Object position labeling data
··········
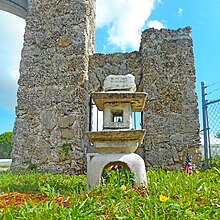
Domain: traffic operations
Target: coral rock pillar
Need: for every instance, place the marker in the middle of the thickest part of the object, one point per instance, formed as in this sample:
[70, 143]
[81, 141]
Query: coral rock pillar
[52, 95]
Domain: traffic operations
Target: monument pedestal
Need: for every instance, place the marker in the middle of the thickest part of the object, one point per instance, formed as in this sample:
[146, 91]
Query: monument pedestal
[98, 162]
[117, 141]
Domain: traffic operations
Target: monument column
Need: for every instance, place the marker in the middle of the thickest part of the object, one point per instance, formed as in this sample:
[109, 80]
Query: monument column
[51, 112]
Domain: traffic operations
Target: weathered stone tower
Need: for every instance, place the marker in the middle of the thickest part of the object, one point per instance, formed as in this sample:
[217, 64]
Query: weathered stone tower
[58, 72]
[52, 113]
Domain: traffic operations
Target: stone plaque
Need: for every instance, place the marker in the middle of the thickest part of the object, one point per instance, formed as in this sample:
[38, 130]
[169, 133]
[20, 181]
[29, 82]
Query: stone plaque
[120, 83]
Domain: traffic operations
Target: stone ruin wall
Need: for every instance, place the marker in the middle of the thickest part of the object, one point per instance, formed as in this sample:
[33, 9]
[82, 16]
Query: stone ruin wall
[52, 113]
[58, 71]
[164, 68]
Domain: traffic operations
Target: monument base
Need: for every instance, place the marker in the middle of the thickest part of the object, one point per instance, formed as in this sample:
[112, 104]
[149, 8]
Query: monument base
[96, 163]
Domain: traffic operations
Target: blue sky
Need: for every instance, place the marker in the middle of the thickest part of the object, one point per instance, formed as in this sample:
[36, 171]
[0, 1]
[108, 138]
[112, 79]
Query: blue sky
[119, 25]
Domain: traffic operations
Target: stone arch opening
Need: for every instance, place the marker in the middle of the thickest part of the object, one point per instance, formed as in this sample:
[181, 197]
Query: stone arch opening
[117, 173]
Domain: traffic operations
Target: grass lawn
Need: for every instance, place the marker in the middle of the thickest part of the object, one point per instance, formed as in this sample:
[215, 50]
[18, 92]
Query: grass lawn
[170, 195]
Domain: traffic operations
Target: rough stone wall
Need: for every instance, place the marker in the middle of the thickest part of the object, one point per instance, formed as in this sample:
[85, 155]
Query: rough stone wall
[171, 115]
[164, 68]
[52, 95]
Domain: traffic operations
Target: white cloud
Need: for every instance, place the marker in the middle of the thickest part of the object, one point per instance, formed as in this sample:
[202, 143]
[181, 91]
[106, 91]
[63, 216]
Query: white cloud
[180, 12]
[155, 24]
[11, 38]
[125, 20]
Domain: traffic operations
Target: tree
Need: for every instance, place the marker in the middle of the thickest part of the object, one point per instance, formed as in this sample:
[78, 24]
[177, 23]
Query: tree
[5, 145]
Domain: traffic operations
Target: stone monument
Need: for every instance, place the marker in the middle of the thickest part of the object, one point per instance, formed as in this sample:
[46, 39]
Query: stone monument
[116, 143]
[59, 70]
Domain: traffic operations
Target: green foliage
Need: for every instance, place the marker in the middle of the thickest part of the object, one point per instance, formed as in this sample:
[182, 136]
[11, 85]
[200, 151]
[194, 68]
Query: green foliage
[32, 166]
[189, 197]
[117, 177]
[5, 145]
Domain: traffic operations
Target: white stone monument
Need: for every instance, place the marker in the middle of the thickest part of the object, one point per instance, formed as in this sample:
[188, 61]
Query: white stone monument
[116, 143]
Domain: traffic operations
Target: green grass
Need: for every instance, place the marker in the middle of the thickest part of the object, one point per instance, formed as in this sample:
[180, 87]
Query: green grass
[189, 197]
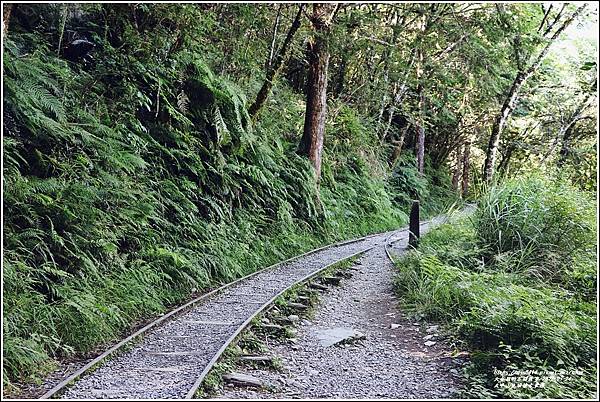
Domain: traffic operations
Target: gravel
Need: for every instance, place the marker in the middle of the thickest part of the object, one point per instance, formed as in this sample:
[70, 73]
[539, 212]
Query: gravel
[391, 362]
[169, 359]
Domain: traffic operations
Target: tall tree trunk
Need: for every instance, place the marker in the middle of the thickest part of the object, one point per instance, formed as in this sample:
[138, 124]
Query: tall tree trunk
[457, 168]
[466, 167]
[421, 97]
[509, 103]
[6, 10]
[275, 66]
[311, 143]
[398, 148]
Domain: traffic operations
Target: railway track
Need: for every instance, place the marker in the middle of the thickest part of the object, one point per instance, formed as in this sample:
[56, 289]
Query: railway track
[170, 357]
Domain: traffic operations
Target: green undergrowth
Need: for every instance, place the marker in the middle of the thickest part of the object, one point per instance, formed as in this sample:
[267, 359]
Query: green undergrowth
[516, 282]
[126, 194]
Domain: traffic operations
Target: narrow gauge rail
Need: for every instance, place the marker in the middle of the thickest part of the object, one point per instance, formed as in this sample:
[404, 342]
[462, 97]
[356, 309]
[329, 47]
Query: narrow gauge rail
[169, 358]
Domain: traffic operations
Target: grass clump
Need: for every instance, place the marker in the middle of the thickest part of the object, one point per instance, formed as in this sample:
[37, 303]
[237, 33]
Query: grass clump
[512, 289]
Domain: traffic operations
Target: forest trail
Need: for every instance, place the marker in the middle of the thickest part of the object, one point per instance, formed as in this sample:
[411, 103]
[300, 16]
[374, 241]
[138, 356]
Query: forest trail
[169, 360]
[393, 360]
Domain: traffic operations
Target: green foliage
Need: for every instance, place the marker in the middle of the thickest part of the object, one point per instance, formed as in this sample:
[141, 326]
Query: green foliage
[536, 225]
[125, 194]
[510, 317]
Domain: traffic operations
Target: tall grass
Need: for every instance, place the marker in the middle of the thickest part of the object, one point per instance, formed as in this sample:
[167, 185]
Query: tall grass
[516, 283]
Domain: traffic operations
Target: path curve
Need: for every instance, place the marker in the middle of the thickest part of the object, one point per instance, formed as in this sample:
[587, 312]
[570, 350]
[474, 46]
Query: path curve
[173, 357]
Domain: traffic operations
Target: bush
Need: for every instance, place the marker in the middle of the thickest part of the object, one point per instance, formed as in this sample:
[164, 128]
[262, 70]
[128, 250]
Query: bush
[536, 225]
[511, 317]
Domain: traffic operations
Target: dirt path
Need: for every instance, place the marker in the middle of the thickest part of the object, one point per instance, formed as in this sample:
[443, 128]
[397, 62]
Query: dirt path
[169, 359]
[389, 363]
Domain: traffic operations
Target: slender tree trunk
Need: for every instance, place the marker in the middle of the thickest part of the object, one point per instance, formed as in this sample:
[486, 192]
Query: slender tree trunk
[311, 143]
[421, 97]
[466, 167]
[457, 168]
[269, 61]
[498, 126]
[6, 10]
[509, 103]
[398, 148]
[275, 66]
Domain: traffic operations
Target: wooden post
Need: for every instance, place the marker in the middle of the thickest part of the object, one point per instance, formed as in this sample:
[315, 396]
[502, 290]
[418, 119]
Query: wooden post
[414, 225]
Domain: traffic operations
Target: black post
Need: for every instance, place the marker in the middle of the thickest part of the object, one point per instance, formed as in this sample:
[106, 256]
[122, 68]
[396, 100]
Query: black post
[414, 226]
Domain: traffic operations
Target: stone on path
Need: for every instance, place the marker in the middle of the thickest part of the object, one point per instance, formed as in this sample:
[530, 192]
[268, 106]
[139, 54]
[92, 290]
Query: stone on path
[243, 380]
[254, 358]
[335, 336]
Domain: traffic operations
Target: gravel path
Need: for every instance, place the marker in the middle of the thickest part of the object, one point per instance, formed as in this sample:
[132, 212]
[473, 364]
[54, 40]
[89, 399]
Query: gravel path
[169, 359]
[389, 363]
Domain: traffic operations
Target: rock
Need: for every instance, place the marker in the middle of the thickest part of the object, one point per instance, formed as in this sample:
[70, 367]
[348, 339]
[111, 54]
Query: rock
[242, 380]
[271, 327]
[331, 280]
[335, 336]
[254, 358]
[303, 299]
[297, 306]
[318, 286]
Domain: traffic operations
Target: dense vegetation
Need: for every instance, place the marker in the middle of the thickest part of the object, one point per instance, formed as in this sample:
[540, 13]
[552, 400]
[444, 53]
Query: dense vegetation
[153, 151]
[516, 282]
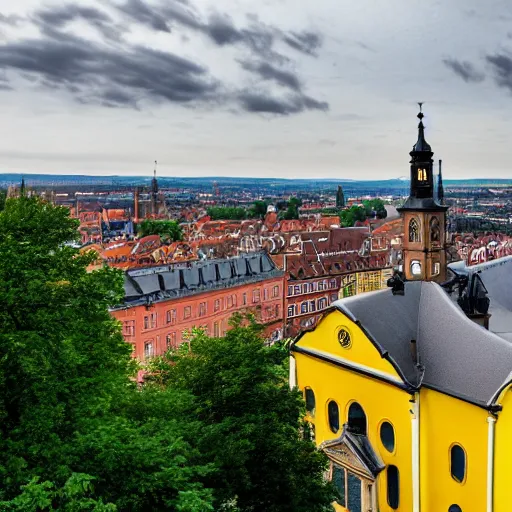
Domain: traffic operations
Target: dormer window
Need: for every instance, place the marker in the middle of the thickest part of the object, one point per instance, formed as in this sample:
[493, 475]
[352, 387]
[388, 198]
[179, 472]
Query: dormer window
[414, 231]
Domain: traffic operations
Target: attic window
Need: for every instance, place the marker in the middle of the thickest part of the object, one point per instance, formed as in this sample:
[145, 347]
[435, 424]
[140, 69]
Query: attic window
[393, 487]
··········
Report every line of the data above that contains the word "track".

COMPLETED TASK —
Target: railway track
Query: railway track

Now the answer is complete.